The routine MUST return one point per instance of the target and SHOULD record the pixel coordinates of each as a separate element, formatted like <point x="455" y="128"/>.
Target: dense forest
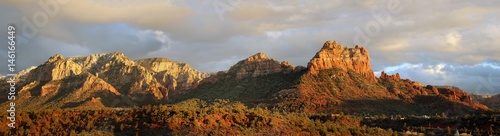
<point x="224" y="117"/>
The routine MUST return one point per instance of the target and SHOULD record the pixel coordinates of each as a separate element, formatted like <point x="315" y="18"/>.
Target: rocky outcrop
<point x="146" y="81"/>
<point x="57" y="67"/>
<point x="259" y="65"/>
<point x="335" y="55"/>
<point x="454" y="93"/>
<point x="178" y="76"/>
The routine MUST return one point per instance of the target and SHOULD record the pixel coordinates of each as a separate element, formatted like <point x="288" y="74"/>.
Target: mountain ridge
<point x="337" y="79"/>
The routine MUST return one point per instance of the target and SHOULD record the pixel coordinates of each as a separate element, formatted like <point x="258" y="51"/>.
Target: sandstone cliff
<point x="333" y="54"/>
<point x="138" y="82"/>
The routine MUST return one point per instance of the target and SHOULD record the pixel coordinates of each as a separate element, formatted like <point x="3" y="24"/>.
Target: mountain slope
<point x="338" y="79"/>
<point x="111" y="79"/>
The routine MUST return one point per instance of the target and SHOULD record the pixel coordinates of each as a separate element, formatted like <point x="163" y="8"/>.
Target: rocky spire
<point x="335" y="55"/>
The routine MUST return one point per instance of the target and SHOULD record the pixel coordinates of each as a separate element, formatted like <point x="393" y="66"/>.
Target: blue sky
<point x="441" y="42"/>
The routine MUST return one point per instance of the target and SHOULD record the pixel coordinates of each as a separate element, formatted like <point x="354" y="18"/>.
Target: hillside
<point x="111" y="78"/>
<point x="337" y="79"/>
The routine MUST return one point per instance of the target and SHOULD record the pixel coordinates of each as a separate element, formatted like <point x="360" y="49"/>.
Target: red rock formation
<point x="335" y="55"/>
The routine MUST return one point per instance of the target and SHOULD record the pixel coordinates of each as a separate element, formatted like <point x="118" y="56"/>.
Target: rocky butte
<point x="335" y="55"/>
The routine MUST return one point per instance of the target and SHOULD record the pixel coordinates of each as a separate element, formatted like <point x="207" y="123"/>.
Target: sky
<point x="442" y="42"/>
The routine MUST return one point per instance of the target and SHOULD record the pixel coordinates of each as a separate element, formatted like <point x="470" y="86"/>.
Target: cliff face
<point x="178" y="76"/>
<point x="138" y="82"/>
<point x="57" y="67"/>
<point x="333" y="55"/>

□ □ □

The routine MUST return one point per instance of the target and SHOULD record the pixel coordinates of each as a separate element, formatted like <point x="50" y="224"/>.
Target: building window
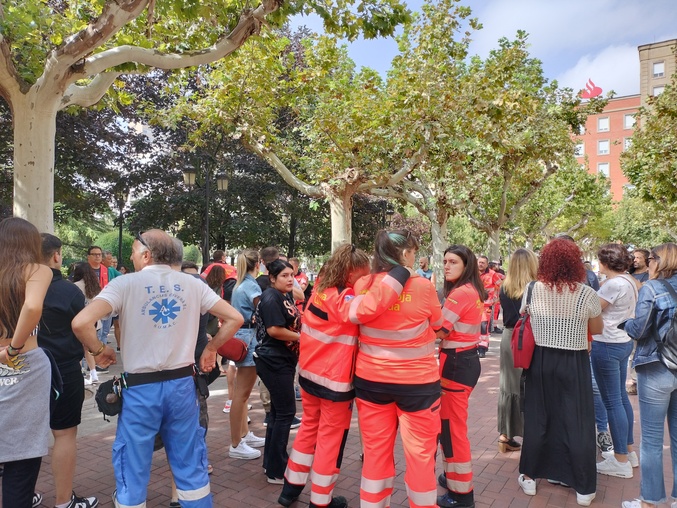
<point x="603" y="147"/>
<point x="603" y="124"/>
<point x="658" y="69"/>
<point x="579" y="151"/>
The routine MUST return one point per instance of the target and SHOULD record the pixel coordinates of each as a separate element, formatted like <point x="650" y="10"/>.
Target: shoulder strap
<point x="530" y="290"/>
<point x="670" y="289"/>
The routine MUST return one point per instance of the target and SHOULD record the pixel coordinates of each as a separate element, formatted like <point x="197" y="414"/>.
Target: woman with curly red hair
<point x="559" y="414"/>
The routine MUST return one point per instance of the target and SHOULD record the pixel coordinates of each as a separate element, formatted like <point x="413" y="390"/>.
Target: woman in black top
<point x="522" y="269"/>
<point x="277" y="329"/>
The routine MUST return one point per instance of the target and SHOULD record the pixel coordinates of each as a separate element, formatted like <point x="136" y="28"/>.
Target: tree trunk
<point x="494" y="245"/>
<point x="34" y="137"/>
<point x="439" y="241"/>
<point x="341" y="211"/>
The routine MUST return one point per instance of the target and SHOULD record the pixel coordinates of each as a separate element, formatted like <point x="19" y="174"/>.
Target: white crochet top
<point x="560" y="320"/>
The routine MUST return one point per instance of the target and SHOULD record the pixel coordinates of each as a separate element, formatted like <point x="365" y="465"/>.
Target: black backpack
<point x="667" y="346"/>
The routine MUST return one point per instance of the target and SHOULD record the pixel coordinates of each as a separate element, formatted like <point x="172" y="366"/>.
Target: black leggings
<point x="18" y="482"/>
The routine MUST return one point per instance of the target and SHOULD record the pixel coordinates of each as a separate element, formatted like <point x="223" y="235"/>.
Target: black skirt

□ □ □

> SET EXERCISE
Find and copy every line of the records above that contains the word "mountain", matching case exactly.

> ANSWER TO THIS TASK
Target: mountain ridge
Target: mountain slope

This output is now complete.